TASK STATEMENT – Your answer should consist of the lines in the following data that contain "soil".

STUDY MATERIAL –
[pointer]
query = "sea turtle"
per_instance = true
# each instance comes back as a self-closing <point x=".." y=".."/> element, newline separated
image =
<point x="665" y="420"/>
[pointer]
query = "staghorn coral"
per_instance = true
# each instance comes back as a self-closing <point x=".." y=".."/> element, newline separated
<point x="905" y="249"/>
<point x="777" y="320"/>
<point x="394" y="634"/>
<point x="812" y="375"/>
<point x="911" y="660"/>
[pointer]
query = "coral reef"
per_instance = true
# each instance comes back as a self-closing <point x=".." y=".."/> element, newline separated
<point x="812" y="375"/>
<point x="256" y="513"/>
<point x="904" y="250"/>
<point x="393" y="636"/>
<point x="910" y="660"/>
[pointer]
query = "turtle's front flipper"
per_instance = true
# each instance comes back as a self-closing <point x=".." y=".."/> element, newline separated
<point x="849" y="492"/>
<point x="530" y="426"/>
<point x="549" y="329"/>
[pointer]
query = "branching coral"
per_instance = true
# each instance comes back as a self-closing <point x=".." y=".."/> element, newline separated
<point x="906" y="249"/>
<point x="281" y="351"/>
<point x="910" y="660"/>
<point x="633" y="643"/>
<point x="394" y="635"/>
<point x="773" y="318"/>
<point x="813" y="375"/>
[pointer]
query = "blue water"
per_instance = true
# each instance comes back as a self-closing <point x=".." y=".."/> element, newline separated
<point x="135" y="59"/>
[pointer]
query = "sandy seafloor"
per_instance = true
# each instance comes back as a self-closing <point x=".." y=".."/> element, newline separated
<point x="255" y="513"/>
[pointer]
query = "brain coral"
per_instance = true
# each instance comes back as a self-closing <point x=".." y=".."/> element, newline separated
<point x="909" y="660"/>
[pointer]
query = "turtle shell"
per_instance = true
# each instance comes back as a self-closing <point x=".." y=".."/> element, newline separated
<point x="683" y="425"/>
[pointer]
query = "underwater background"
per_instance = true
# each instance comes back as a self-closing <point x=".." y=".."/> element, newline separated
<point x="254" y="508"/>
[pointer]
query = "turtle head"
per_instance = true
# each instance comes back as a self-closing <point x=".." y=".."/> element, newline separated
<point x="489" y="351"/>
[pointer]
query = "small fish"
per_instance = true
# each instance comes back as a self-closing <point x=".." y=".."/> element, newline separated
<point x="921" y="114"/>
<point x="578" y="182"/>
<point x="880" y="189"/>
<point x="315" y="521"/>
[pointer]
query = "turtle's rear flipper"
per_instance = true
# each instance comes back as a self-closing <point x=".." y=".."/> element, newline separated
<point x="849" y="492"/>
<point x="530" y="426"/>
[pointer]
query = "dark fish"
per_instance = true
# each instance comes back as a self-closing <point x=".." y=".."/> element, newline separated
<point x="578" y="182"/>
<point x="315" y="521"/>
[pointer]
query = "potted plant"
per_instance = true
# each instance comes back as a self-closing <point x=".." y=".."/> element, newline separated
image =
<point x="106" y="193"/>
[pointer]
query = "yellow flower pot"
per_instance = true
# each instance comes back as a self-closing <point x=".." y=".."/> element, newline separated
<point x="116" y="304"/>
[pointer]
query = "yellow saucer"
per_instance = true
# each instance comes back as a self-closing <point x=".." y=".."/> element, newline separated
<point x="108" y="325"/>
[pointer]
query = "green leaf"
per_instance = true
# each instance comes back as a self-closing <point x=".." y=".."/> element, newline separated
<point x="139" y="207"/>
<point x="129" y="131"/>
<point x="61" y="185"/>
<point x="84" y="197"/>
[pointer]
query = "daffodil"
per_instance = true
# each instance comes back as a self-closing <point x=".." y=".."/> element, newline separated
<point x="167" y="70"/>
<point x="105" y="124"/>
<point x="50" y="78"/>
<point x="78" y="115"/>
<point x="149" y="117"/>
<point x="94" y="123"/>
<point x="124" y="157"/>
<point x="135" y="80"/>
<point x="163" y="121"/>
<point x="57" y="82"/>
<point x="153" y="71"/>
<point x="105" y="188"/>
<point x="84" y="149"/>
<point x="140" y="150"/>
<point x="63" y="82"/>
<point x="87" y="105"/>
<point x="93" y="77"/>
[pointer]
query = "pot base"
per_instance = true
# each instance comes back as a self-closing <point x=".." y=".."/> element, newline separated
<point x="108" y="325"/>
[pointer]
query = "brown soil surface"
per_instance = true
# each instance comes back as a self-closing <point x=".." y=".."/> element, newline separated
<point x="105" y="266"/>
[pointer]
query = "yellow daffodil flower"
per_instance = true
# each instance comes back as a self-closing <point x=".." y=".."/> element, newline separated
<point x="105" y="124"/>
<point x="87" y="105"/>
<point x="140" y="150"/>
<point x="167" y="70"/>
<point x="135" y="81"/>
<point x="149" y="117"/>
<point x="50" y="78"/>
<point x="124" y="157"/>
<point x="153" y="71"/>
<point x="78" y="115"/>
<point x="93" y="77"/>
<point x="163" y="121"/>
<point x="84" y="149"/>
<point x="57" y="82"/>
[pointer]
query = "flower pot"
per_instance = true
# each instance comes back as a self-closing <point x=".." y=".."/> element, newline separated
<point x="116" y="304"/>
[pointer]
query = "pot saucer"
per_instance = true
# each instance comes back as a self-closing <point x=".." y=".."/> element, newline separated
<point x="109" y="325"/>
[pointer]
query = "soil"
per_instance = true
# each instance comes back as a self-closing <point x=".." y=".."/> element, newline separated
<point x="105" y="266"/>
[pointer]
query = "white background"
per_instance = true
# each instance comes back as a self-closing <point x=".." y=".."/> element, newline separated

TASK SOLUTION –
query = "brown soil surface"
query = "soil"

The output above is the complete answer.